╭─ Data section
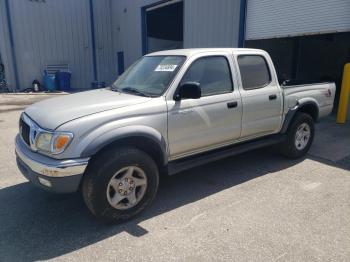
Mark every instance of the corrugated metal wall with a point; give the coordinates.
(277, 18)
(47, 32)
(107, 70)
(127, 27)
(210, 23)
(52, 32)
(5, 47)
(207, 23)
(55, 31)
╰─
Please copy every record above exactly, but leave the pictures out.

[Completed exercise]:
Mark every instance of the corrugated metal wall with a point; give the coordinates.
(277, 18)
(47, 32)
(107, 70)
(127, 27)
(210, 23)
(52, 32)
(5, 47)
(207, 23)
(55, 31)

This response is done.